Write out the material below exactly, beginning at the line that contains "In this exercise you will indicate the basket" and ending with its last line, both ends included; write nothing else.

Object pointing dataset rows
++++++++++++++++++++

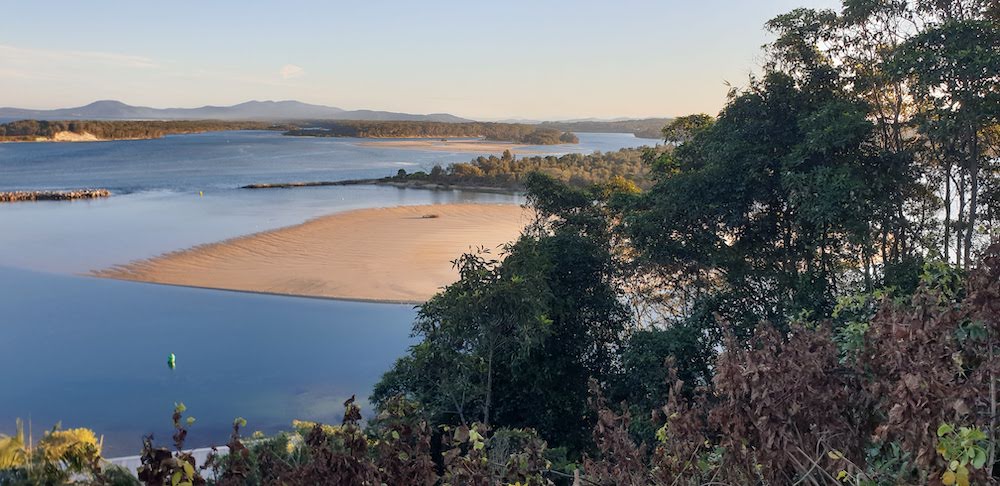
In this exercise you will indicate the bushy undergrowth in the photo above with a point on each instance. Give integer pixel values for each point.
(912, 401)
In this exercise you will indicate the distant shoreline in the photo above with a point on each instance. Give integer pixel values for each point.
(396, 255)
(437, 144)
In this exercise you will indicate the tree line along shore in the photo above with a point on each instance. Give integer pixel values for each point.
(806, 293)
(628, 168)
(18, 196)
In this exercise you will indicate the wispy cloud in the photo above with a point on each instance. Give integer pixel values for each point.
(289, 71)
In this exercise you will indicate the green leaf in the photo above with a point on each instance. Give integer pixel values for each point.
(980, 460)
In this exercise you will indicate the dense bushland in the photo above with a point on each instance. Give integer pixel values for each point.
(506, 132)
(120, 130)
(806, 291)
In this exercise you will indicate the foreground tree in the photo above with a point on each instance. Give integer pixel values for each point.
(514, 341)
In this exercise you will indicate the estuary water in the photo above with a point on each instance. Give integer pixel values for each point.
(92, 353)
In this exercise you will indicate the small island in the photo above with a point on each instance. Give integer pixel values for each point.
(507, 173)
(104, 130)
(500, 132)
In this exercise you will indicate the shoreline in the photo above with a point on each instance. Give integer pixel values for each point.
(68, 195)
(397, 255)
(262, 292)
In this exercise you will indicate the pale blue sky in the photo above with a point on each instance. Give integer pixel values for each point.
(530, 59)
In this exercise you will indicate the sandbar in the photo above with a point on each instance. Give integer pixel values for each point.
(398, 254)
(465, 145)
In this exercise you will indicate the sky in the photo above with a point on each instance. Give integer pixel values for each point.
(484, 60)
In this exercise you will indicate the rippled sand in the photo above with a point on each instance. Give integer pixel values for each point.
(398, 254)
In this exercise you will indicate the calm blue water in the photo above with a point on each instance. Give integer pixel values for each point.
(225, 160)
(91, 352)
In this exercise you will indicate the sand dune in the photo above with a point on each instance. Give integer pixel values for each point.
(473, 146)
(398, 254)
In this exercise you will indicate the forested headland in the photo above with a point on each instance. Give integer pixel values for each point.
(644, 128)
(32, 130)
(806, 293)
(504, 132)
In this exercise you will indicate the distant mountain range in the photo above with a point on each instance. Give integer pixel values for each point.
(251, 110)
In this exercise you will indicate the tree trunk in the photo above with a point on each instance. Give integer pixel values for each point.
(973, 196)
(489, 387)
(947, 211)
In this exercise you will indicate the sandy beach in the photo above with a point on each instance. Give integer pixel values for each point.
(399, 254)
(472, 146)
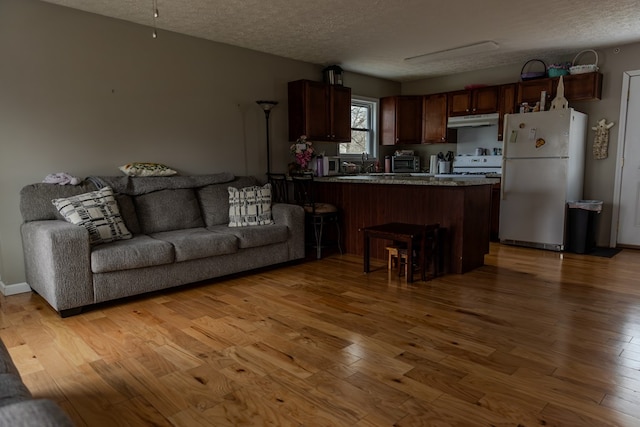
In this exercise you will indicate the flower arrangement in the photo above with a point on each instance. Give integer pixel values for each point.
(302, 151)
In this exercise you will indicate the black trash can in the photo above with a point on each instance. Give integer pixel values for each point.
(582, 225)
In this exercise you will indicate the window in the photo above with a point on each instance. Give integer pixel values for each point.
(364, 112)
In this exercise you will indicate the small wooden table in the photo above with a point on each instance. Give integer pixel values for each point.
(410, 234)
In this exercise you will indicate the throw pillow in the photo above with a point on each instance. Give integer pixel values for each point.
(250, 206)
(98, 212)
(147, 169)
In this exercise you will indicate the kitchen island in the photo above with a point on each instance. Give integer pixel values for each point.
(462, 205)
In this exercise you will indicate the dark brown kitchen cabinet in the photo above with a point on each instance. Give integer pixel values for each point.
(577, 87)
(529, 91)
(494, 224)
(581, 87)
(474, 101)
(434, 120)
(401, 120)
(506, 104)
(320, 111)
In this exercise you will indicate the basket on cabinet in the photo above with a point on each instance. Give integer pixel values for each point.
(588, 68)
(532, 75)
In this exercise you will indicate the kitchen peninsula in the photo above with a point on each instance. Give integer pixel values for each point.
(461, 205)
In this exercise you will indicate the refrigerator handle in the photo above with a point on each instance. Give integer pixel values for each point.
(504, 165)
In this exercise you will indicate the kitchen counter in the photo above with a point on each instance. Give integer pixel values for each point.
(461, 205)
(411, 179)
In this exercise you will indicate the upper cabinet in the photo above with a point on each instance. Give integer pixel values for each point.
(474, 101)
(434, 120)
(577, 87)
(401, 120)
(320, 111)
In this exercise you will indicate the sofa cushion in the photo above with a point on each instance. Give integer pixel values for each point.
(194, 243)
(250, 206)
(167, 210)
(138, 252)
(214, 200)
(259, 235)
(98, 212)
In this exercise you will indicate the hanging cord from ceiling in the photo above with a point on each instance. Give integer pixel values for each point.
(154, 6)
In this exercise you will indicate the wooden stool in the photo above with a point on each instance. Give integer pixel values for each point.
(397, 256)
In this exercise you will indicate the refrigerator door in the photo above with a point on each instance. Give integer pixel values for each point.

++++++++++++++++++++

-- The answer --
In this exercise you will indicate the basket on cabinet in the photo above with a point on each instance. Give integer pixel values for each point.
(588, 68)
(532, 75)
In this exercise you will indicate the kitchen peninsula in the photo above with a point on each instance. Give integer pixel values for each point.
(461, 205)
In this exercise you will indicate the refrigerator handle in the photo above with a point on each instance. Give integer pixel values for each point.
(504, 165)
In this exercise you will indicate the kitchen counter in the photo above with a point on each instance. Give integer pixel values for each point.
(461, 205)
(411, 179)
In this exercise you will indicate the upper cabinet in the photo above with a point on each instance. Give integer pixel values for each point.
(474, 101)
(434, 120)
(577, 87)
(401, 120)
(320, 111)
In this exercise you will indicate the sofa cushion in the photo above with a point on each instance. Give integer pixel values for each point.
(194, 243)
(250, 206)
(167, 210)
(138, 252)
(214, 200)
(259, 235)
(98, 212)
In this exercise you will indicate the hanging cord from ceiling in the photo above with a point on each instance. Give integer pixel values for each point.
(154, 6)
In this exercise you will indicate the wooden stool in the photo above with a point on each instance. Give integer pixel values for each point.
(397, 256)
In this exercise you will indicate the refrigerator door in the photo above with a point on each instance. Give integer pixel values for each point.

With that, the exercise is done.